- [Brano di lettura]:
Circa 40. C’è una nutrita delegazione malese e una numerosa delegazione statunitense, e poi tunisini, canadesi, francesi, spagnoli, inglesi, norvegesi, danesi e italiani. Ci sono anche dei nativi americani che stanno viaggiando su questa nave: insomma, l’internazionalismo vero e proprio è qui. Una cosa tengo a dire: il clima a bordo è molto bello. Nonostante ci sia una babele di lingue, la comunicazione tra noi è fluida perché il linguaggio comune è quello della solidarietà e del desiderio di attraccare a Gaza e dare un supporto fattivo.
Cosa vi aspettate di trovare nella striscia di Gaza?
Oltre a curare le terribili ferite di guerra, c’è una vera e propria emergenza sanitaria di cui si parla pochissimo. Oltre ai morti causati da bombe, missili e carri armati, a Gaza si muore soprattutto di fame. Lì è in atto una carestia ingegnerizzata, possiamo definirla l’ingegneria della fame. Noi andiamo lì perché abbiamo l’intenzione di forzare questo blocco illegale che Israele perpetra da quasi 20 anni, impedendo l’accesso di aiuti e di qualunque possibilità di sostentamento per la popolazione.

- [Righe fornite]:

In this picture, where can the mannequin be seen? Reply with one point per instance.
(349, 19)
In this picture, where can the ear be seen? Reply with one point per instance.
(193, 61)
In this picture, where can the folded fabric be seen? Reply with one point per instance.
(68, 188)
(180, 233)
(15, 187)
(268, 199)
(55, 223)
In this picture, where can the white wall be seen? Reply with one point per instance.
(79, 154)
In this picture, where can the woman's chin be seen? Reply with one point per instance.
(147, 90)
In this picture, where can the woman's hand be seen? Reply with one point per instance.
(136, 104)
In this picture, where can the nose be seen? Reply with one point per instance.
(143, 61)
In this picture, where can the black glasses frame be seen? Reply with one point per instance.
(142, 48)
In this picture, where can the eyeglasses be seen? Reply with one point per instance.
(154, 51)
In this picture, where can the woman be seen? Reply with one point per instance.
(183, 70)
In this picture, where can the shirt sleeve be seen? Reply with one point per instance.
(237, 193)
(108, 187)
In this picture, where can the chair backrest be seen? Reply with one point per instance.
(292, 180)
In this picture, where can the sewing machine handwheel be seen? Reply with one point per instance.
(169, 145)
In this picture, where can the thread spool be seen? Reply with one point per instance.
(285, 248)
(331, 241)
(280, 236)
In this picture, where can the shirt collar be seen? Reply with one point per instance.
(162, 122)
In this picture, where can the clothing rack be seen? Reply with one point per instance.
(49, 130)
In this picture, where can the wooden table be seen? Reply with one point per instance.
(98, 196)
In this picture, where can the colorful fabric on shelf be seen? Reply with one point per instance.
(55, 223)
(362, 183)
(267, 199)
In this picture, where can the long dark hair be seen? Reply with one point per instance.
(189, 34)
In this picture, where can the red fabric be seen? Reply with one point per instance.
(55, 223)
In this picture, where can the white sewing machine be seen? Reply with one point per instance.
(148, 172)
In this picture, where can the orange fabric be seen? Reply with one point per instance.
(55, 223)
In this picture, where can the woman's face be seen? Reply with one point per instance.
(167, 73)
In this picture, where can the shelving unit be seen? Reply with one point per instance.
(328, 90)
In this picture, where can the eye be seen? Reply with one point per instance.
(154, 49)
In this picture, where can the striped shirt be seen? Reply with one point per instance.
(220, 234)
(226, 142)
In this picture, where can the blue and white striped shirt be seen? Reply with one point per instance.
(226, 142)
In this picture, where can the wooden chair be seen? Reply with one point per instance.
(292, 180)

- [Obiettivo del compito]:
Riscrivi sotto forma di elenco il paragrafo del brano che comincia con «Circa 40.», conservandone i fatti principali. Le righe provengono da un'altra fonte.

- [Risultato]:
- Il numero indicato è circa 40.
- A bordo ci sono una nutrita delegazione malese e una numerosa delegazione statunitense.
- Sono presenti anche tunisini, canadesi, francesi, spagnoli, inglesi, norvegesi, danesi e italiani.
- Sulla nave viaggiano anche dei nativi americani.
- Il clima a bordo è molto bello.
- Nonostante la babele di lingue, la comunicazione è fluida.
- Il linguaggio comune è quello della solidarietà e del desiderio di attraccare a Gaza e dare un supporto fattivo.